*** Opening of DATA LISTING ***

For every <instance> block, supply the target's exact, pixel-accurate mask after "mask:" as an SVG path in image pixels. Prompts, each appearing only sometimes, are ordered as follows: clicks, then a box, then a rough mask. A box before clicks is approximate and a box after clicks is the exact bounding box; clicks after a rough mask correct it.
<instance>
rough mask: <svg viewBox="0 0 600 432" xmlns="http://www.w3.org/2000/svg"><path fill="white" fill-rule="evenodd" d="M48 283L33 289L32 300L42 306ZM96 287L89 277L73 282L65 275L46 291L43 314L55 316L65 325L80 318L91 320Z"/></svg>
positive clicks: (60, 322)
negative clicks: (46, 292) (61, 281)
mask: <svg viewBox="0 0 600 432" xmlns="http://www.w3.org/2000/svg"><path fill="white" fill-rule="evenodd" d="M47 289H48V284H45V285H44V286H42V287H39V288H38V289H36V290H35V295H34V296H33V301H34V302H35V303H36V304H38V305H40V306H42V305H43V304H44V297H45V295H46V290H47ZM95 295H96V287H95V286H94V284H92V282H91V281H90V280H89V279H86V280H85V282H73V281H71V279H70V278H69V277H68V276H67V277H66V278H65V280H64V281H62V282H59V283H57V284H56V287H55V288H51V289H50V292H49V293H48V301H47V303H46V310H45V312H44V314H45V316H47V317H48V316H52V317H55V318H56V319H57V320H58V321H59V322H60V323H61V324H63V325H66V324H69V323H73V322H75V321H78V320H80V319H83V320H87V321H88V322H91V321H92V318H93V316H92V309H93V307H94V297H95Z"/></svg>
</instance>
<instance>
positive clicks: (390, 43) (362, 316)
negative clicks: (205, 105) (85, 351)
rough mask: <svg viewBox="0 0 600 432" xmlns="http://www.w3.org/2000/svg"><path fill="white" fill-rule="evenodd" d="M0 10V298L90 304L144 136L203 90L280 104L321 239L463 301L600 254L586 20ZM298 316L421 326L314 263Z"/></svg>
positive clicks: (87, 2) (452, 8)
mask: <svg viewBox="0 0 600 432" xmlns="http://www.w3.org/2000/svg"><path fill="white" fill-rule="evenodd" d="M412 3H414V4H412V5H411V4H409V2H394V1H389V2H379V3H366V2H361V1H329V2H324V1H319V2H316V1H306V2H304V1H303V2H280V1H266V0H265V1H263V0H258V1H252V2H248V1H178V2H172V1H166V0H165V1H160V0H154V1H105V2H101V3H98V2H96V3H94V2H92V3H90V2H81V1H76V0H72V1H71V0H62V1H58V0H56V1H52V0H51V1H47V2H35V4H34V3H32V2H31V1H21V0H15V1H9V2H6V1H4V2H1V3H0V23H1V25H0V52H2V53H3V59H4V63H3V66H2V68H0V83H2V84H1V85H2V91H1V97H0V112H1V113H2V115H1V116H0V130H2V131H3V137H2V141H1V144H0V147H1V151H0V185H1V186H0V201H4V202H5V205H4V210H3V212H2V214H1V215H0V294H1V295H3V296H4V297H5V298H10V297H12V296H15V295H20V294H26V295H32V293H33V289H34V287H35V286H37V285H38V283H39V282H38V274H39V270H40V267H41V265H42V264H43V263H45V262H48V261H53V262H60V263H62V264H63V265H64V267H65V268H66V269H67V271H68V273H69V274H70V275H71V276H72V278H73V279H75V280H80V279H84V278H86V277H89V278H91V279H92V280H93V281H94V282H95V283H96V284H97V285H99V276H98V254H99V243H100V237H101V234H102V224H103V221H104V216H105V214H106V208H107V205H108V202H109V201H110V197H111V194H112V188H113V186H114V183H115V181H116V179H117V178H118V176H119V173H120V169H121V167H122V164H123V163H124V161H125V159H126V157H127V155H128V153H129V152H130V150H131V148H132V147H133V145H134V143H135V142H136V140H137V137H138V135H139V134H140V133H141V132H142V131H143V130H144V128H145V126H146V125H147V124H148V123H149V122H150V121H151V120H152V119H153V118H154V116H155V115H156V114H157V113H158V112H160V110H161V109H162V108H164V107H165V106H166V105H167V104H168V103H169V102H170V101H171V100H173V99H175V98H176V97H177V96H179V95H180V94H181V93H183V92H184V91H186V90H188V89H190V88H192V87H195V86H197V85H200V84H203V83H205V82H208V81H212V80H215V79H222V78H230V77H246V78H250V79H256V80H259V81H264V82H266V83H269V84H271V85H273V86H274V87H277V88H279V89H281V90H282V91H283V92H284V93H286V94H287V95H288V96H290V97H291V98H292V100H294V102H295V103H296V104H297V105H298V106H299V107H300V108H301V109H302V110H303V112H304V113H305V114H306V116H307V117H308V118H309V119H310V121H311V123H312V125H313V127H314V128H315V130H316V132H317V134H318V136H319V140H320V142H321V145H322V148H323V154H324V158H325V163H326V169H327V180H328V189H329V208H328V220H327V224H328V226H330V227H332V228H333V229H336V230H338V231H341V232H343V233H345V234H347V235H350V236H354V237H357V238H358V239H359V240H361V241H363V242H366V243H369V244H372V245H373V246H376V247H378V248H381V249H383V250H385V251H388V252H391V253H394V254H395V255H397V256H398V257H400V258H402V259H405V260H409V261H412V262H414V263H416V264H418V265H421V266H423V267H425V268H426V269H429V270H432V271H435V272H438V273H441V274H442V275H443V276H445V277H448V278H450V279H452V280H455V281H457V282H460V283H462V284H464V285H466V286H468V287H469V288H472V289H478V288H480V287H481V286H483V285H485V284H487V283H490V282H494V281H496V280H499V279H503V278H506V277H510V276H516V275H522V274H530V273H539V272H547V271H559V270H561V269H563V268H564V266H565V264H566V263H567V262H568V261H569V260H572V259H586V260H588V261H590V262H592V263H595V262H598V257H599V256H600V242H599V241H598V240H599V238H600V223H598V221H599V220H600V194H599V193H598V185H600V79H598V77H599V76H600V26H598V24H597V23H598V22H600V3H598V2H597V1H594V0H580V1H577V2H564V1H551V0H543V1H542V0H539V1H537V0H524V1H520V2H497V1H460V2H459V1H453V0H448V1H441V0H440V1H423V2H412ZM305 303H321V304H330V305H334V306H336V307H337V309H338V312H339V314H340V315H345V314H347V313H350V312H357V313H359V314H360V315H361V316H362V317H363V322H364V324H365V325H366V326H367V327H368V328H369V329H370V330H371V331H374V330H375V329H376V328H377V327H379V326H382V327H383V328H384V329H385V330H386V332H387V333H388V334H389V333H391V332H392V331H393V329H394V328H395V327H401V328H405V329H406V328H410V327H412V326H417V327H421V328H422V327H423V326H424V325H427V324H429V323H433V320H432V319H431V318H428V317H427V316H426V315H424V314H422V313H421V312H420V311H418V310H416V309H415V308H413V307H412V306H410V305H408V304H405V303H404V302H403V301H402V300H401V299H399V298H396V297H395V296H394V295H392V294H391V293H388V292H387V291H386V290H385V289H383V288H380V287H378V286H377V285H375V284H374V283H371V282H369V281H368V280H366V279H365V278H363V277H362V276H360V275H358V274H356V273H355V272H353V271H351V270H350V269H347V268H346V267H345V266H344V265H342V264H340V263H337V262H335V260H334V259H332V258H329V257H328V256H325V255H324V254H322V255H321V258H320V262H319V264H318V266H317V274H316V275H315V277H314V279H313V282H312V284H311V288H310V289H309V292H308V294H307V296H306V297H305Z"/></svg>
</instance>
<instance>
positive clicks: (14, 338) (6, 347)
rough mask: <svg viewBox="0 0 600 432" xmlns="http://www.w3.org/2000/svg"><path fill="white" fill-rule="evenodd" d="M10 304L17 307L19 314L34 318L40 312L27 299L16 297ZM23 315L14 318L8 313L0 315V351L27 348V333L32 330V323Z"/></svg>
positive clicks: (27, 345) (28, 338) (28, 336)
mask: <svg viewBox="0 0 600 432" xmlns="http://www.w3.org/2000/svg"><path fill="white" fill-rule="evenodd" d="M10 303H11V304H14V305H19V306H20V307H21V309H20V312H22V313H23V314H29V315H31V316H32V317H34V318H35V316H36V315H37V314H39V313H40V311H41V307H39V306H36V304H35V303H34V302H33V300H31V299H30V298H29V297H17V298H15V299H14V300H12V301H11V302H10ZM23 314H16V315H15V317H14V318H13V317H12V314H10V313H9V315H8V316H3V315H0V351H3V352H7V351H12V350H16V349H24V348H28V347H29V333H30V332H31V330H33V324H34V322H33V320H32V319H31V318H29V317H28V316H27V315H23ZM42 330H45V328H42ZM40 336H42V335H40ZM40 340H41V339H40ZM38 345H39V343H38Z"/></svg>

*** Close of DATA LISTING ***

### WORK ITEM
Count the lines in the records above that contain the string "negative", and give only the number.

### RESULT OF THIS TASK
2